Point localization data:
* * *

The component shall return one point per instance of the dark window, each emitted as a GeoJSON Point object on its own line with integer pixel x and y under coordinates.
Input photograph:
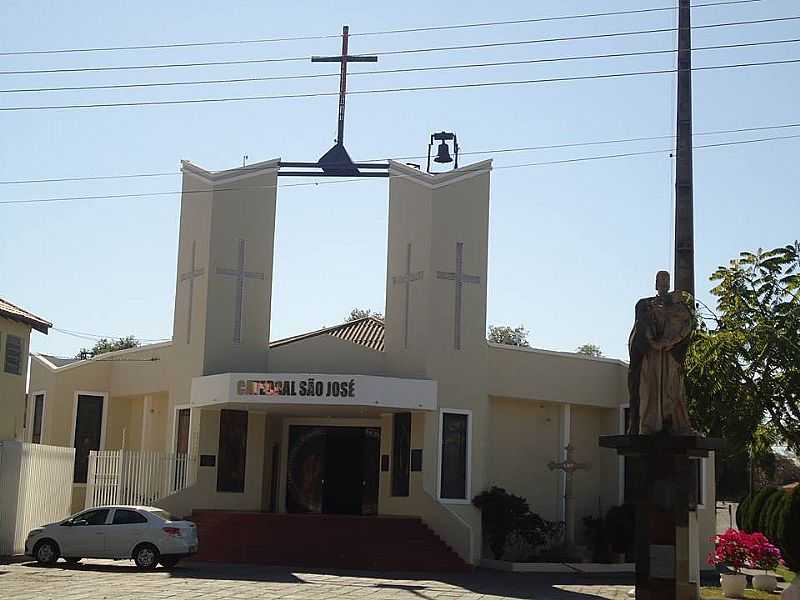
{"type": "Point", "coordinates": [232, 450]}
{"type": "Point", "coordinates": [455, 428]}
{"type": "Point", "coordinates": [182, 433]}
{"type": "Point", "coordinates": [123, 516]}
{"type": "Point", "coordinates": [401, 451]}
{"type": "Point", "coordinates": [38, 411]}
{"type": "Point", "coordinates": [13, 355]}
{"type": "Point", "coordinates": [88, 428]}
{"type": "Point", "coordinates": [94, 517]}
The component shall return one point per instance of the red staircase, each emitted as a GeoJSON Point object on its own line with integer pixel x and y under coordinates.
{"type": "Point", "coordinates": [327, 541]}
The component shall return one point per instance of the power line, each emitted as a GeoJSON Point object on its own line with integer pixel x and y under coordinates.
{"type": "Point", "coordinates": [391, 90]}
{"type": "Point", "coordinates": [317, 183]}
{"type": "Point", "coordinates": [366, 33]}
{"type": "Point", "coordinates": [393, 71]}
{"type": "Point", "coordinates": [399, 52]}
{"type": "Point", "coordinates": [398, 158]}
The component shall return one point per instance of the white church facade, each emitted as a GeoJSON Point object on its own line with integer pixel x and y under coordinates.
{"type": "Point", "coordinates": [411, 415]}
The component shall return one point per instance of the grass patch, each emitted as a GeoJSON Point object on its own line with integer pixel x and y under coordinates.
{"type": "Point", "coordinates": [715, 593]}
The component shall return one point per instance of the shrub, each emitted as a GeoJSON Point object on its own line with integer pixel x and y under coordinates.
{"type": "Point", "coordinates": [730, 549]}
{"type": "Point", "coordinates": [502, 514]}
{"type": "Point", "coordinates": [753, 516]}
{"type": "Point", "coordinates": [766, 518]}
{"type": "Point", "coordinates": [741, 511]}
{"type": "Point", "coordinates": [789, 530]}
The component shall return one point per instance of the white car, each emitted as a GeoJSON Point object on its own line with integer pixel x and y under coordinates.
{"type": "Point", "coordinates": [145, 534]}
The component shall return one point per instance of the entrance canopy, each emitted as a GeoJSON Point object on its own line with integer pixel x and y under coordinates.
{"type": "Point", "coordinates": [263, 390]}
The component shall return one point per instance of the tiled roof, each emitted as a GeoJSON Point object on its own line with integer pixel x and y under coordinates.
{"type": "Point", "coordinates": [15, 313]}
{"type": "Point", "coordinates": [367, 332]}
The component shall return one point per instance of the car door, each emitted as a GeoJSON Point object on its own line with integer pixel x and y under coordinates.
{"type": "Point", "coordinates": [128, 527]}
{"type": "Point", "coordinates": [84, 537]}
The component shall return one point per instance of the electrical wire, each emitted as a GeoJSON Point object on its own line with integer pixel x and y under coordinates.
{"type": "Point", "coordinates": [394, 71]}
{"type": "Point", "coordinates": [351, 180]}
{"type": "Point", "coordinates": [388, 90]}
{"type": "Point", "coordinates": [400, 158]}
{"type": "Point", "coordinates": [402, 52]}
{"type": "Point", "coordinates": [366, 33]}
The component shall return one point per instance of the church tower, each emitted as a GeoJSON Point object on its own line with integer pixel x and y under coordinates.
{"type": "Point", "coordinates": [436, 316]}
{"type": "Point", "coordinates": [224, 280]}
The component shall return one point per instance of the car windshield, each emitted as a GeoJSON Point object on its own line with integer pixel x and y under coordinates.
{"type": "Point", "coordinates": [161, 513]}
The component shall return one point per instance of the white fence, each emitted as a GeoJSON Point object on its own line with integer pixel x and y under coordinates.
{"type": "Point", "coordinates": [35, 489]}
{"type": "Point", "coordinates": [136, 477]}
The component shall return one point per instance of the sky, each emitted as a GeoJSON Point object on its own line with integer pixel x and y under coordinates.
{"type": "Point", "coordinates": [572, 245]}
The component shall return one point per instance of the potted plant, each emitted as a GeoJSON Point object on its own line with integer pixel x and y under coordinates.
{"type": "Point", "coordinates": [731, 549]}
{"type": "Point", "coordinates": [766, 557]}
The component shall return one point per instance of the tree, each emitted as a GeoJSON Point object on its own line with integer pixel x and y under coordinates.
{"type": "Point", "coordinates": [511, 336]}
{"type": "Point", "coordinates": [743, 367]}
{"type": "Point", "coordinates": [360, 313]}
{"type": "Point", "coordinates": [108, 345]}
{"type": "Point", "coordinates": [590, 350]}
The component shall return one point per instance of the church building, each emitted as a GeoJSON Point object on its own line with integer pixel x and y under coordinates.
{"type": "Point", "coordinates": [410, 416]}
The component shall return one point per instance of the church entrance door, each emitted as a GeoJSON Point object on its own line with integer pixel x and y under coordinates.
{"type": "Point", "coordinates": [333, 470]}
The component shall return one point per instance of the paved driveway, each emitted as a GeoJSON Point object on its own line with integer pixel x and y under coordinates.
{"type": "Point", "coordinates": [98, 580]}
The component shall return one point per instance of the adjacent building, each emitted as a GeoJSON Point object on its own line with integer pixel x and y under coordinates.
{"type": "Point", "coordinates": [15, 341]}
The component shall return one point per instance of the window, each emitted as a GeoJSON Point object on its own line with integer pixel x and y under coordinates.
{"type": "Point", "coordinates": [88, 432]}
{"type": "Point", "coordinates": [454, 464]}
{"type": "Point", "coordinates": [13, 362]}
{"type": "Point", "coordinates": [232, 450]}
{"type": "Point", "coordinates": [123, 516]}
{"type": "Point", "coordinates": [38, 413]}
{"type": "Point", "coordinates": [93, 517]}
{"type": "Point", "coordinates": [401, 452]}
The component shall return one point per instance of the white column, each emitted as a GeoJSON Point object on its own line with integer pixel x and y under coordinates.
{"type": "Point", "coordinates": [564, 439]}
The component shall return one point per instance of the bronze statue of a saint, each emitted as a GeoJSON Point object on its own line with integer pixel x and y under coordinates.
{"type": "Point", "coordinates": [657, 345]}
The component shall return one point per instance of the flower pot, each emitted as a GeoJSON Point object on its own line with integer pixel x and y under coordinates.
{"type": "Point", "coordinates": [733, 585]}
{"type": "Point", "coordinates": [765, 583]}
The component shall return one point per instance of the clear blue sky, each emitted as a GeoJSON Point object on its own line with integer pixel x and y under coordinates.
{"type": "Point", "coordinates": [571, 246]}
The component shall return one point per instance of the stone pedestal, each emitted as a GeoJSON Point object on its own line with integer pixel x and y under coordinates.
{"type": "Point", "coordinates": [662, 497]}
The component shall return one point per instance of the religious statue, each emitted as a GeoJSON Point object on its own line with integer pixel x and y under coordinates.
{"type": "Point", "coordinates": [657, 345]}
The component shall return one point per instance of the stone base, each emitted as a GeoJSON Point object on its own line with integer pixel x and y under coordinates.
{"type": "Point", "coordinates": [662, 471]}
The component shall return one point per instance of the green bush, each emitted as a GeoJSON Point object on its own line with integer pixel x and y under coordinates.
{"type": "Point", "coordinates": [789, 531]}
{"type": "Point", "coordinates": [753, 517]}
{"type": "Point", "coordinates": [502, 514]}
{"type": "Point", "coordinates": [766, 518]}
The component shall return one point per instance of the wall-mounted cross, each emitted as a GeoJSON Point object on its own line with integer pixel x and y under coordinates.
{"type": "Point", "coordinates": [191, 275]}
{"type": "Point", "coordinates": [406, 280]}
{"type": "Point", "coordinates": [460, 278]}
{"type": "Point", "coordinates": [569, 466]}
{"type": "Point", "coordinates": [240, 275]}
{"type": "Point", "coordinates": [344, 58]}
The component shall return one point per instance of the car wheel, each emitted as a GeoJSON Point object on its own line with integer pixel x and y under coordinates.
{"type": "Point", "coordinates": [46, 552]}
{"type": "Point", "coordinates": [146, 556]}
{"type": "Point", "coordinates": [169, 561]}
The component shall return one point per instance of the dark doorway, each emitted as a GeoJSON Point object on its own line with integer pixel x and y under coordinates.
{"type": "Point", "coordinates": [333, 470]}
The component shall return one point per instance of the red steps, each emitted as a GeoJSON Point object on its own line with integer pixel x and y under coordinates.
{"type": "Point", "coordinates": [323, 541]}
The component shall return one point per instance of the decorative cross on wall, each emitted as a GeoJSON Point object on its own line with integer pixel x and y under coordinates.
{"type": "Point", "coordinates": [460, 278]}
{"type": "Point", "coordinates": [406, 280]}
{"type": "Point", "coordinates": [240, 275]}
{"type": "Point", "coordinates": [569, 466]}
{"type": "Point", "coordinates": [191, 275]}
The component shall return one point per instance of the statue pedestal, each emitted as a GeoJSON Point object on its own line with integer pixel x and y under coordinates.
{"type": "Point", "coordinates": [664, 482]}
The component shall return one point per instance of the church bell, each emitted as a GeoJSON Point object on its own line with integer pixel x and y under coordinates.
{"type": "Point", "coordinates": [443, 155]}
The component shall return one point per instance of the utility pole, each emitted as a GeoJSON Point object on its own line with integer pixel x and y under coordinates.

* * *

Work to be completed: Copy, word for word, the line that contains "church bell, each" and every line after it through the end of the records, and nothing else.

Solution for this problem:
The component shall return one point per instance of the church bell, each emitted as a GeoJSON Point object on its own line with integer pixel x and y under coordinates.
{"type": "Point", "coordinates": [443, 155]}
The component shall return one point per instance of the utility pole, each emitted as a GeoJSON Point object on its own line with integer pixel x and y under coordinates.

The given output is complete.